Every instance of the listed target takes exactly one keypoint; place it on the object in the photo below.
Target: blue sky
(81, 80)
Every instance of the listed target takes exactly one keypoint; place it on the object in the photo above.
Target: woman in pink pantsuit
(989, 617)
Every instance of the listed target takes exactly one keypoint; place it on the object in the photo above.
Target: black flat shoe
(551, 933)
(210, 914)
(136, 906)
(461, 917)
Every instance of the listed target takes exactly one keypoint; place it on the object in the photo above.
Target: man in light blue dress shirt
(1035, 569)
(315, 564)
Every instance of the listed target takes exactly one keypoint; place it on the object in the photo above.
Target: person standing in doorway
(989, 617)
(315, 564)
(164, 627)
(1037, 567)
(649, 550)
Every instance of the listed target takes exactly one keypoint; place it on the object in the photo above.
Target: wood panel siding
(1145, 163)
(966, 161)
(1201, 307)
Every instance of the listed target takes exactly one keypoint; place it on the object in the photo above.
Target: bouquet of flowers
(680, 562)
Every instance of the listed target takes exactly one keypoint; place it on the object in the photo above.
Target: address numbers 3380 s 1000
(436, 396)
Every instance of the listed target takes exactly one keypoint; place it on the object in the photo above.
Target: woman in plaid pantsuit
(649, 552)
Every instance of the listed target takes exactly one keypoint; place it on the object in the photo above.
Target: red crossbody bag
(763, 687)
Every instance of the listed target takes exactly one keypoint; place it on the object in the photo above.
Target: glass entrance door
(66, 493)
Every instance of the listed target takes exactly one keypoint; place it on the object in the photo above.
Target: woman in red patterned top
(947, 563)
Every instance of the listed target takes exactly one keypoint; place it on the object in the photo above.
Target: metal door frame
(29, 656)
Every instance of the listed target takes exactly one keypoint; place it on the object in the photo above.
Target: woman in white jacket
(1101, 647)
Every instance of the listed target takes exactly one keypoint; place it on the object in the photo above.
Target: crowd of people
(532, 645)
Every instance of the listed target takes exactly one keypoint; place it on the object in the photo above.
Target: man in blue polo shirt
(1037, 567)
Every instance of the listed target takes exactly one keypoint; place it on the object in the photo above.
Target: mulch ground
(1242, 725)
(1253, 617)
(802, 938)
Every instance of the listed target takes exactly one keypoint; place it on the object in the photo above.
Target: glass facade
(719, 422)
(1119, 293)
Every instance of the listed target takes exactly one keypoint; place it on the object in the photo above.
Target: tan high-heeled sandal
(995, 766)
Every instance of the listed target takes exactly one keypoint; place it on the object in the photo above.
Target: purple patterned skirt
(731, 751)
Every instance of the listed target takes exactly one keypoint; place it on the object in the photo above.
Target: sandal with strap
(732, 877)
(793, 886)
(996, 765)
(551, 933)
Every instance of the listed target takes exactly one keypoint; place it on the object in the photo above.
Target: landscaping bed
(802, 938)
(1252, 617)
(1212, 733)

> WHAT YOU HAVE TO DO
Make an exact copy of the data above.

> RESPONSE TO THIS TASK
Every instance of the listed target takes exactly one keypoint; place it on the object in the photo below.
Target: blue sky
(81, 80)
Every instance of the listed target takes exactly one keypoint; place it on the object in the photo above.
Target: woman in pink pantsuit
(989, 617)
Every instance of the listed target takes exactly one keypoint; place it on the object in the photo above.
Target: black flat shoe
(551, 933)
(210, 914)
(136, 906)
(461, 917)
Every instance of the listed target takes exactly one keypoint; place it on the object in the photo above.
Target: man in light blue dress shirt
(1035, 569)
(315, 564)
Every instance of the listed target takes exactly one keypoint; place it on the object in the photo above.
Target: person standing in doorway
(989, 617)
(315, 564)
(164, 627)
(1037, 567)
(649, 550)
Every instance of the listed target takes exactly one keypoint; place it on the object in the photo above.
Target: wood panel siding
(1145, 163)
(966, 161)
(1201, 307)
Every instance of the listed target takes exactly one keypoint; place it on the object in the photo above.
Target: bouquet of flowers
(680, 562)
Every instance of the listed target takes exactly one keypoint; place it on the object in the photo above.
Target: address numbers 3380 s 1000
(436, 396)
Every instance of the listed target takes exactly one keypoint; place it on the object in the photo above.
Target: woman in plaid pantsuit
(649, 552)
Every instance of the listed target takes exactly one keypoint; place it on the object in the photo above.
Target: red crossbody bag
(763, 687)
Every instance of the listed target takes exactly one keypoint; place it on the object in the photo above.
Target: glass entrance door
(66, 493)
Every instance of the listed target takes exactly one keypoint; place it on the object in the photo above.
Target: woman in red patterned top
(947, 563)
Every instance of the listed target takes exactly one keypoint; place it on the object in the photo above.
Target: metal door frame
(29, 656)
Every instance of the listed target takes exactly one keypoint; place it on the object in the photo above.
Target: woman in white jacket
(1101, 647)
Every instance of the listed target takes exactly one keypoint; place it on the object in the photo above.
Target: crowd of people
(532, 645)
Every instance of the listed target takes exactly one keypoint; place it on the object in the photo above.
Target: man in blue polo shirt
(1037, 567)
Every instance of the listed target takes exactly one keypoint; place it on the object in the photo above.
Target: mulch ground
(1242, 725)
(1253, 617)
(802, 938)
Every instance of the listed target takes exactly one keypoint; place it on the object in the photo above.
Target: glass facade
(719, 422)
(1119, 293)
Every instance of the listed target takes exactly one keypoint; place it on the object in the photo above.
Target: tan high-heeled sandal
(995, 766)
Every instance of the listed target takes exactly one keypoint; place it on the object in the photo above.
Target: purple patterned skirt
(731, 751)
Every instance of the listed target takes exactly one keypoint; place it on the object in the photo above.
Target: sandal with strap
(732, 877)
(793, 886)
(996, 765)
(551, 933)
Every instance of the listed target takes exactly one keypoint; place it on the object in the photo above.
Target: landscaping bed
(802, 938)
(1252, 617)
(1212, 733)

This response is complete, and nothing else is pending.